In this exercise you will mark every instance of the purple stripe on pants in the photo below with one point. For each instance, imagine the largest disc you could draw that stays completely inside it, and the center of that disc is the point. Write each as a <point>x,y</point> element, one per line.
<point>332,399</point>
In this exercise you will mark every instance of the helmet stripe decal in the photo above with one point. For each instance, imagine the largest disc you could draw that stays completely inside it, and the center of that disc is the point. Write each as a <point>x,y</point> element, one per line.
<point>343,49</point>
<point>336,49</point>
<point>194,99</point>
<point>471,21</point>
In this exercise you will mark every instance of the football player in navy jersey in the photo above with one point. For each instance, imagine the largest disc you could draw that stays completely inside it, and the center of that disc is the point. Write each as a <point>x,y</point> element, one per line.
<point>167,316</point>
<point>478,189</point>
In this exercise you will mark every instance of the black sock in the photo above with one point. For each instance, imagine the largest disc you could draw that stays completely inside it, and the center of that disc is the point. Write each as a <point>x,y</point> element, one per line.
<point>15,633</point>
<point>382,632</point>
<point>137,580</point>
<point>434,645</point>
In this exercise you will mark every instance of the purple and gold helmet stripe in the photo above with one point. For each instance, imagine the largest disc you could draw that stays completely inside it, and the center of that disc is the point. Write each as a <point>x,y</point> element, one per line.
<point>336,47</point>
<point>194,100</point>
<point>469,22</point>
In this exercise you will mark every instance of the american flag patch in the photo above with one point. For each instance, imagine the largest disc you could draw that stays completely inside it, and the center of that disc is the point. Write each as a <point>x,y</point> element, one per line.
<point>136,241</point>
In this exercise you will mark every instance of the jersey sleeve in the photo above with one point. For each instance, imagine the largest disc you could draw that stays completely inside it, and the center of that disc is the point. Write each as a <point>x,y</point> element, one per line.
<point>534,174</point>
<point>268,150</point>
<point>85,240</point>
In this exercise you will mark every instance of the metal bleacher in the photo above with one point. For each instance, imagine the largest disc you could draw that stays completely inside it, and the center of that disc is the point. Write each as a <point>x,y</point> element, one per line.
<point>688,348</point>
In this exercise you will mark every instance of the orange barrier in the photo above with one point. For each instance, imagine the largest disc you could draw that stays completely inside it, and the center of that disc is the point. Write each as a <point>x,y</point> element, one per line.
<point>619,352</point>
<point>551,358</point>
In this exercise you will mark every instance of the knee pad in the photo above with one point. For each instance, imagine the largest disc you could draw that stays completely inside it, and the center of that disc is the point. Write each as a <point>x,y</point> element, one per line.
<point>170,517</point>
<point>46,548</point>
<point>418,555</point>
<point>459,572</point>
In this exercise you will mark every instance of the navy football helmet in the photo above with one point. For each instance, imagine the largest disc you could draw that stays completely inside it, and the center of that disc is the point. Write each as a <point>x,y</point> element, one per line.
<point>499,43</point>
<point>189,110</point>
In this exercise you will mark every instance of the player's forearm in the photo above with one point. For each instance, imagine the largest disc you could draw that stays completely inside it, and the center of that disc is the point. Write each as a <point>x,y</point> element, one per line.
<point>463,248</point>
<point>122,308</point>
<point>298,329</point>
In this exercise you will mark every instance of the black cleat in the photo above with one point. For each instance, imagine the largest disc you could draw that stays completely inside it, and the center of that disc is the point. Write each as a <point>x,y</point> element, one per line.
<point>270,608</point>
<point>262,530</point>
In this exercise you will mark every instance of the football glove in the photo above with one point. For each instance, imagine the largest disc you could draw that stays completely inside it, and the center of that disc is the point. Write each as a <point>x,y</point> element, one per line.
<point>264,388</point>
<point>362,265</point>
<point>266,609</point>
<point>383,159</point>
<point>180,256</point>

++++++++++++++++++++

■ **TRY IT**:
Nothing in the listing should be left out; repeat it exactly.

■ **SOLVED EXERCISE**:
In this exercise you will mark every instance of the purple stripe on pants in the photo below with one point. For each instance, imagine the largest disc you could draw that stays completely inside it, and the center of that disc is the point. Write each as a <point>x,y</point> element, one per line.
<point>332,399</point>
In this exercise you will mark every instance of the helmet stripe decal in the photo above with one point. For each instance, imagine the largest disc you could draw that stays completely inside it, and the center of that disc is the point. Write each as a <point>x,y</point> element, one per line.
<point>343,49</point>
<point>336,49</point>
<point>194,99</point>
<point>471,21</point>
In this exercise you will mark every instance of the football player in navy jersey in the photo above with one point. For each instance, imagine the largest disc you could draw that stays completely inside it, and the center of that disc is the point. Write each as a <point>x,y</point> element, one per line.
<point>167,316</point>
<point>478,189</point>
In this exercise you will mark every instance of the black sock in the photo above with one point. For each instance, imagine the largest disc you could draw that stays completely inside it, and the center of that disc is the point. Write each as a <point>x,y</point> element, one per line.
<point>15,633</point>
<point>382,632</point>
<point>137,580</point>
<point>434,645</point>
In this exercise you will mark every instance of the purple and gold helmet stripe in the photo above with one point. For each instance, imagine the largest disc you could draw that stays completely inside it, and the center of that disc is the point. Write each as a <point>x,y</point> element, one per line.
<point>336,47</point>
<point>194,100</point>
<point>469,22</point>
In this exercise you will mark every instance of the american flag patch in the photo above with one point. For each instance, imagine the largest disc you could draw that stays completely inside it, and the center of that disc is the point. Write each as a <point>x,y</point> element, one per line.
<point>136,241</point>
In this exercise you will mark every instance of the jersey sleeve in the photo above with one point. For each instance, imagine the largest disc you could draw that stays completely inside it, and the center of that disc is the point. Write each as a <point>x,y</point> element, one per line.
<point>534,174</point>
<point>268,150</point>
<point>85,240</point>
In this exercise you will mark every instance of the metal bleacher in the photo above with one point. For each instance, imagine the largest disc you could draw that stays completely inside it, and the center of that disc is the point. Write each as a <point>x,y</point> element, one per line.
<point>688,348</point>
In this exercise you will mark every instance of the orange barrier in the photo above with one point. For each instance, imagine the largest disc you could draw that stays completely inside it, and the center of that disc is the point. Write each as a <point>x,y</point> element, one per line.
<point>619,352</point>
<point>551,358</point>
In this exercise you will mark every instance of the knee pad in the photo above with one point. For each instance, imagine the largest disc you could draw that stays completely inside it, and the center of that disc is the point. Write each as a <point>x,y</point> element, one per line.
<point>170,517</point>
<point>46,548</point>
<point>418,555</point>
<point>459,572</point>
In this exercise you will mark every instance of the navy football helmet in the photo above with one point. For each instance, imagine the largest disc you could draw that stays completely inside it, and the center of that disc is the point. Write each as a <point>x,y</point> element, one per line.
<point>499,43</point>
<point>189,110</point>
In this exercise you will mark every instance of the player's forearm in the photo above with one point. For each instance, imagine the largest disc you could draw that stays completely inside it, and the center of that disc is the point. Write each as a <point>x,y</point> element, one per line.
<point>463,248</point>
<point>122,308</point>
<point>298,329</point>
In this exercise you will mark every instance of the black cleat in the photo above with one point. For each instance, imagine the largest disc you could draw that stays completely inside it, and the center of that disc is the point. Write each as a <point>x,y</point> element, one per line.
<point>270,608</point>
<point>262,530</point>
In this exercise you will mark every instance of the football glove in the photo above with one point. For each instance, imagine the largest disc you could draw that stays completely inside it, and the center of that disc is the point. Write each as a <point>x,y</point> element, one per line.
<point>264,388</point>
<point>362,265</point>
<point>266,609</point>
<point>383,159</point>
<point>180,256</point>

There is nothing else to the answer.